= Text block =

☆ ☆ ☆ ☆ ☆ ☆ ☆

(NOTE: The following article is a reprint from the U.S. website of BDO, an international network of public accounting, tax, consulting and business advisory firms.)
The IRS has issued frequently asked questions (FAQs) on the payroll tax deferral opportunity provided by the Coronavirus, Aid, Relief, and Economic Security (CARES) Act (Public Law 116-136). Under that provision, employers of all sizes (including tax exempt/non-profit employers) can defer the deposit and payment of the employer’s share of Social Security taxes. Self-employed individuals can also defer payment of some self-employment taxes.
To help employers conserve cash while retaining their workforce, Section 2302 of the CARES Act allows all employers to defer depositing the employer’s share of Social Security taxes for payments due from March 27 (CARES Act enactment date) through December 31, 2020. Generally, employers are required to deposit timely 6.2% of employee wages up to $137,700 (which is the 2020 Social Security wage base), along with 1.45% of Medicare (or “hospital insurance”) taxes (with no wage base cap). But Section 2302 of the CARES act allows employers to defer depositing the 6.2% of wages, interest-free and penalty-free. Payment of half of the amount deferred is due on December 31, 2021, and the remainder is due on December 31, 2022.
- Employers’ 1.45% Medicare tax cannot be deferred under the CARES Act and must be deposited unless it is being used to offset payroll tax credits allowed under the CARES Act or the Family First Coronavirus Response Act.
- There is no application form or approval procedure to use the payroll tax deposit deferral. Rather, employers simply do not remit the amount that would otherwise be due. IRS will update the Form 941 for the second quarter of 2020 to track the deferred deposits.
- While not addressed by the IRS in the recent FAQs, it appears that an employer who paid their social security tax liabilities due on or after March 27 could take advantage of the full deferral amount allowed by recovering the previously paid, but not required, amounts from other 2020 federal tax deposits. Employers using third party payroll-providers should discuss system capabilities and procedures for taking advantage of the allowed deferral and the possibility of recovering any previously paid amounts that were eligible for deferral.

☆ ☆ ☆ ☆ ☆ ☆ ☆

Write out the passage of the payroll tax deferral article starting at "- There is no" and ending at "the deferred deposits.", word for word. The records are unrelated to the article on the CARES Act payroll tax deferral.

= Excerpted records =
☆ ☆ ☆ ☆ ☆ ☆ ☆

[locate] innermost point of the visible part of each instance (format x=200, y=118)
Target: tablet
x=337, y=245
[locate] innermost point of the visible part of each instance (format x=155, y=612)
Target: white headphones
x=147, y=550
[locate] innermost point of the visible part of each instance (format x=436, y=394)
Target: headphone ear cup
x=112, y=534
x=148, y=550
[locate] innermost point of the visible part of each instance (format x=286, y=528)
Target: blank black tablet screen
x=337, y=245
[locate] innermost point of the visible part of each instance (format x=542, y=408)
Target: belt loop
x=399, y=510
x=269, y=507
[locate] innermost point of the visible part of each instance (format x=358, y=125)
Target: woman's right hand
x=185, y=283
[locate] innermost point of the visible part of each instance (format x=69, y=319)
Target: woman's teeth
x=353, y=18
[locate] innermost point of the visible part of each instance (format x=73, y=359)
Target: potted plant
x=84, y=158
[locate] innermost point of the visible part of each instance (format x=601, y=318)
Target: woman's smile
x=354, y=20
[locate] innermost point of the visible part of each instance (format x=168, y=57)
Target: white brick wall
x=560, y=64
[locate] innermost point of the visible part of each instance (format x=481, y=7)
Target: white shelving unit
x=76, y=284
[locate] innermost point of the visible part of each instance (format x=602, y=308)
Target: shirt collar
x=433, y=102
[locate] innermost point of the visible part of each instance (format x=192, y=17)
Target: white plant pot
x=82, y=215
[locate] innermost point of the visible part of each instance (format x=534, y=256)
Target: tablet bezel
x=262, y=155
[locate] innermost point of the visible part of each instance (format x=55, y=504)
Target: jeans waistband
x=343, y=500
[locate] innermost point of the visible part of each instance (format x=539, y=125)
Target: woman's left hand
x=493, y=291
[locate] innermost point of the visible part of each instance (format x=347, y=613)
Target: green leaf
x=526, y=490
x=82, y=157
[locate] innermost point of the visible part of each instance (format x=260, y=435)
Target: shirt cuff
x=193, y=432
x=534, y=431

☆ ☆ ☆ ☆ ☆ ☆ ☆

= Answer space =
- There is no application form or approval procedure to use the payroll tax deposit deferral. Rather, employers simply do not remit the amount that would otherwise be due. IRS will update the Form 941 for the second quarter of 2020 to track the deferred deposits.